* Written problem: Retype each record below word for word. Leave the pictures out.

################

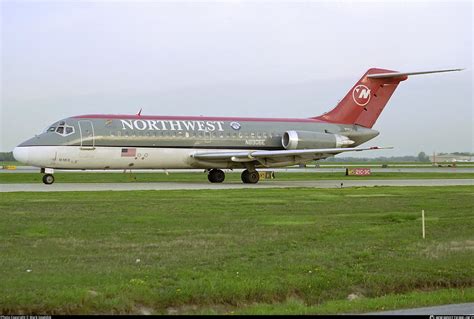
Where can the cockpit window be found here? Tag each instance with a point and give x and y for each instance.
(63, 129)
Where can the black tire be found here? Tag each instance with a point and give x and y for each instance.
(48, 179)
(250, 177)
(216, 176)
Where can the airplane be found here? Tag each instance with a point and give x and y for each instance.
(213, 143)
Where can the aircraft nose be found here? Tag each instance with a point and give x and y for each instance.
(21, 154)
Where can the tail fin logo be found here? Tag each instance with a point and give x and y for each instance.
(361, 95)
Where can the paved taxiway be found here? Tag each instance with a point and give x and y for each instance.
(414, 169)
(80, 187)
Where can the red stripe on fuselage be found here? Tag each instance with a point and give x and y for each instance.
(193, 118)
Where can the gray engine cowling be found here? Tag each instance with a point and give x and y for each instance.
(294, 140)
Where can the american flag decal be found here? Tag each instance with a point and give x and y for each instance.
(129, 152)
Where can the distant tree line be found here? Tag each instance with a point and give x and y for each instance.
(457, 154)
(6, 156)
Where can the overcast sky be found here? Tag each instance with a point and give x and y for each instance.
(240, 58)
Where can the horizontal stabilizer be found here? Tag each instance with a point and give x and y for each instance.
(403, 74)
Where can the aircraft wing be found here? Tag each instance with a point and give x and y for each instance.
(250, 156)
(401, 74)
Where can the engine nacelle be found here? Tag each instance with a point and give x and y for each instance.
(295, 140)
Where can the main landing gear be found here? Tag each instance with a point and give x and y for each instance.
(248, 177)
(216, 176)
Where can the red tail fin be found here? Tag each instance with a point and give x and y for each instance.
(366, 100)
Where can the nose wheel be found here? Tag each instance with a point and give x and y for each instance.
(250, 177)
(216, 176)
(48, 179)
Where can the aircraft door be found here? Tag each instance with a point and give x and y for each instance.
(207, 136)
(87, 135)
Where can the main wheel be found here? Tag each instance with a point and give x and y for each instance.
(216, 176)
(250, 177)
(48, 179)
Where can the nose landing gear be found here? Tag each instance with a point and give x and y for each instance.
(48, 179)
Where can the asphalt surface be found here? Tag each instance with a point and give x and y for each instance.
(458, 309)
(80, 187)
(412, 169)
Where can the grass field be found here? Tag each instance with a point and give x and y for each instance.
(202, 177)
(236, 251)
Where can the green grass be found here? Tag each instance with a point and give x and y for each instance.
(242, 251)
(98, 177)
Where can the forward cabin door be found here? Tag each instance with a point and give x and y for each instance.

################

* Result below:
Where can the cockpit window be found here? Tag each instance with a point and give x and y for each instance.
(63, 129)
Where can the black tire be found here? Tag each instance with a point and give x and y for each instance.
(48, 179)
(250, 177)
(216, 176)
Where can the airplane be found here? Tag each instance with a point and give x and y for each instance.
(213, 143)
Where can the aircraft nose be found here? Tag each instance with a point and give x and y for each instance.
(21, 154)
Where can the tail fin logo be found here? Tag each instance with a point and give x and y for each instance.
(361, 95)
Where can the paved taxiway be found here? Tag each instance with a point and give x and y for each instance.
(414, 169)
(80, 187)
Where can the red stripe on fuselage be found here? Tag each instance with a point and give x and y for each instance.
(193, 118)
Where can the gray engine cowling be found here? Tag each instance with a point and give x and y for each instance.
(294, 140)
Where can the american flag decal be found here? Tag each instance with a point and give x and y for each instance.
(129, 152)
Where can the distant tree line be found here? Tag each instance with a point and give x and y for each instance.
(457, 154)
(6, 156)
Where can the overcast sky be found here? Tag each instance with a point and give x and y for each instance.
(240, 58)
Where can the horizontal stabilizer be found here? Tag each instance with a point and give x and y for each instance.
(403, 74)
Where can the aircraft wing be found here? Tag each instance with a point and give x and y for each instance.
(250, 156)
(401, 74)
Where can the engine nacelle be found here? Tag each instance with a point and give x and y for each instance.
(295, 140)
Where can the main landing gear be found here? Tag each instance with a point and give x and y for each instance.
(248, 177)
(216, 176)
Where can the red tail fin be found here? Tag each instance with a point and give x and y for each instance.
(366, 100)
Where can the nose wheel be found here? Tag each instance with a point and give x and y for each instance.
(250, 177)
(216, 176)
(48, 179)
Where can the aircraft door be found here? Tag each instance with a point and give x and y for each instance.
(207, 136)
(87, 135)
Where can the main wheel be found here? Tag each instance with a point and give x and y for each instance.
(216, 176)
(250, 177)
(48, 179)
Where can the nose landing gear be found here? Tag each instance with a point and give x and y for each instance.
(48, 179)
Where can the asphalt surface be found here? Tag each instance with a point and give x and y for each instance.
(458, 309)
(80, 187)
(412, 169)
Where can the grass field be found here? Tag each instance with a point and give x and y for each instance.
(202, 177)
(236, 251)
Where can the green grass be found here? Tag each instance with a point and give x and y for each instance.
(242, 251)
(98, 177)
Where can the forward cabin door be found here? Tag each instance with a point and give x and y for each instance.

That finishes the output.